* Problem to work on *
What follows is a set of records. Copy them exactly and leave out the images.

* Data listing *

□ □ □ □ □

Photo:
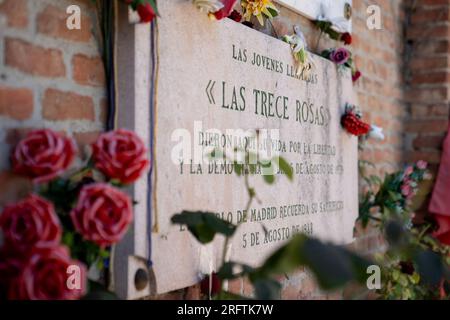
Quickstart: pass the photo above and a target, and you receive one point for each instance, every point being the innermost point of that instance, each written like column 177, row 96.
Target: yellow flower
column 258, row 8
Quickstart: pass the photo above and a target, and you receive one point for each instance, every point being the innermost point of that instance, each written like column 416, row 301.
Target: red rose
column 30, row 223
column 120, row 155
column 443, row 233
column 146, row 12
column 43, row 155
column 346, row 38
column 216, row 285
column 354, row 125
column 235, row 15
column 228, row 6
column 340, row 55
column 49, row 274
column 10, row 267
column 102, row 214
column 356, row 76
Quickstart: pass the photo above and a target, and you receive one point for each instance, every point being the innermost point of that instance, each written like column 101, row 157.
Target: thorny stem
column 251, row 195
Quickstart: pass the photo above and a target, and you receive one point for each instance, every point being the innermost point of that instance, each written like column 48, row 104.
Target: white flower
column 376, row 132
column 209, row 6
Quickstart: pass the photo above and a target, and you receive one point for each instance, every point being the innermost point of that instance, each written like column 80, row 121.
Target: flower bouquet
column 63, row 230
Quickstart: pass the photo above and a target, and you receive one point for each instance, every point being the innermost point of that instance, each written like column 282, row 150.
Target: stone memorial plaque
column 214, row 78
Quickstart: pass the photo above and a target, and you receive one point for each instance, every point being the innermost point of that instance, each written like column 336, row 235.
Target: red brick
column 52, row 22
column 103, row 110
column 85, row 139
column 431, row 77
column 247, row 288
column 60, row 105
column 88, row 71
column 432, row 157
column 427, row 95
column 16, row 103
column 33, row 59
column 424, row 14
column 16, row 12
column 426, row 126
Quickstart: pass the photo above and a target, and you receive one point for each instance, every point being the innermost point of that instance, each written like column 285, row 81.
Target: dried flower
column 346, row 38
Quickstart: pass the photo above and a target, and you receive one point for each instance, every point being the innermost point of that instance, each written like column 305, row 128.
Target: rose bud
column 346, row 38
column 146, row 12
column 216, row 285
column 226, row 11
column 235, row 15
column 43, row 155
column 340, row 56
column 46, row 275
column 30, row 223
column 102, row 214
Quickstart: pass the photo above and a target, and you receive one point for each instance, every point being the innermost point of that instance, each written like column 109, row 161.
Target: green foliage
column 414, row 265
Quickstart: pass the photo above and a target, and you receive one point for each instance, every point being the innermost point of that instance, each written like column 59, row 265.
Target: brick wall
column 50, row 77
column 427, row 82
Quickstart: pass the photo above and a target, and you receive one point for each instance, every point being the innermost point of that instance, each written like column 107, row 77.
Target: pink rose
column 120, row 155
column 443, row 232
column 406, row 191
column 47, row 275
column 30, row 223
column 340, row 56
column 11, row 262
column 102, row 214
column 356, row 75
column 422, row 165
column 43, row 155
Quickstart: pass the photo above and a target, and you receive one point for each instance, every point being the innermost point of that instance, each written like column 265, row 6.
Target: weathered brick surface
column 16, row 12
column 34, row 59
column 50, row 77
column 16, row 103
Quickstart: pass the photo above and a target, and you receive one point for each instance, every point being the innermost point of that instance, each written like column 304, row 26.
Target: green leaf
column 285, row 167
column 332, row 265
column 204, row 225
column 267, row 289
column 269, row 178
column 226, row 295
column 99, row 292
column 273, row 12
column 429, row 266
column 238, row 168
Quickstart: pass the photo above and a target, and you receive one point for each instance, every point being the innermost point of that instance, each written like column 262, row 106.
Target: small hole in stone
column 140, row 279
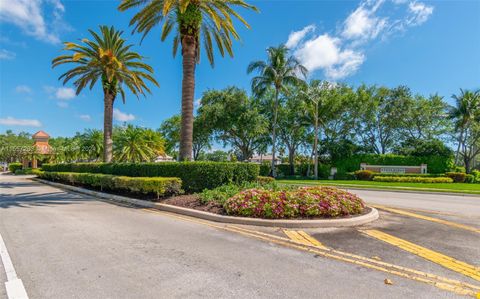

□ □ □ □ □

* Response below *
Photo:
Quickstart: pass the photo above and a target, and you receive one point for each instance, every point being the innermost point of that instance, each written like column 177, row 96.
Target: yellow flower
column 258, row 8
Quickstart: pass the photo above and a target, and you receive one point for each instance, every point being the innermost point of that instance, each written like column 416, row 301.
Target: red rose
column 30, row 223
column 120, row 155
column 443, row 233
column 146, row 12
column 43, row 155
column 346, row 38
column 216, row 285
column 354, row 125
column 235, row 15
column 228, row 6
column 340, row 55
column 49, row 274
column 10, row 267
column 102, row 214
column 356, row 76
Quickstart: pass the photo above and a target, and you receive one point for each instance, every point being the innermost point of that instance, each written like column 101, row 157.
Target: thorny stem
column 251, row 195
Quickstart: pass the photo above and a target, and you receive one point for each instance, every point being the innermost point of that instance, each written like column 48, row 104.
Target: white flower
column 376, row 132
column 209, row 6
Quickstart: pass the photo above and a target, and you receive one point for each instance, every point being the innermost point of that instance, each written like column 80, row 121.
Target: flower bouquet
column 63, row 230
Quickstart: pass the photo above and a target, and you receive one point for each instance, every point being the innermost point of that instance, each written like column 282, row 150.
Target: stone memorial plaque
column 214, row 78
Quickstart: pass the photo above and a target, and you receive one point for each instance, every point being the innermost point of that instance, each written like column 336, row 235.
Target: red brick
column 52, row 22
column 103, row 110
column 85, row 139
column 431, row 77
column 247, row 288
column 60, row 105
column 88, row 71
column 432, row 157
column 427, row 95
column 16, row 103
column 33, row 59
column 424, row 14
column 16, row 12
column 426, row 126
Quickstart: pass the photo above and a target, and you receive one point for each instance, every point being the innermost point of that instance, each written like column 285, row 81.
Target: dried flower
column 346, row 38
Quickstart: pass the photo above and a target, and you receive one point for each instance, every point being the innermost point of that instance, each written like column 305, row 128.
Target: rose bud
column 346, row 38
column 146, row 12
column 216, row 285
column 226, row 11
column 235, row 15
column 43, row 155
column 340, row 56
column 46, row 275
column 30, row 223
column 102, row 214
Quickstart: pass the photo above and a target, and you receive one point for each instance, every point being the innermost point of that instance, each written like column 109, row 161.
Target: green foliage
column 414, row 265
Quickstart: pass the photo above and a target, and you receive one point for each instance, every point being the innermost point of that instance, each written like column 59, row 265.
Target: brick wall
column 50, row 77
column 427, row 82
Quickstart: pass the photo above and a target, and you receive one point for each instance, every point being the innermost point of that instance, each written like column 107, row 77.
Target: pink rose
column 120, row 155
column 443, row 232
column 406, row 191
column 47, row 275
column 30, row 223
column 340, row 56
column 11, row 262
column 102, row 214
column 356, row 75
column 422, row 165
column 43, row 155
Quickstart: pass the photo above and a target, and you receive one point for each instance, every point being the innermost point of that instance, each written like column 265, row 6.
Target: weathered brick surface
column 16, row 12
column 34, row 59
column 50, row 77
column 16, row 103
Quickstart: pass the photo above and a target, and you receive one point for each instance, every point being the innermost point of that instance, each written like column 304, row 26.
Target: green leaf
column 285, row 167
column 332, row 265
column 204, row 225
column 267, row 289
column 269, row 178
column 226, row 295
column 99, row 292
column 273, row 12
column 429, row 266
column 238, row 168
Quickstart: pass the photo above and a target, and you receive one point for each instance, every point being the innermost point of that instance, each written like column 262, row 106.
Target: small hole in stone
column 140, row 279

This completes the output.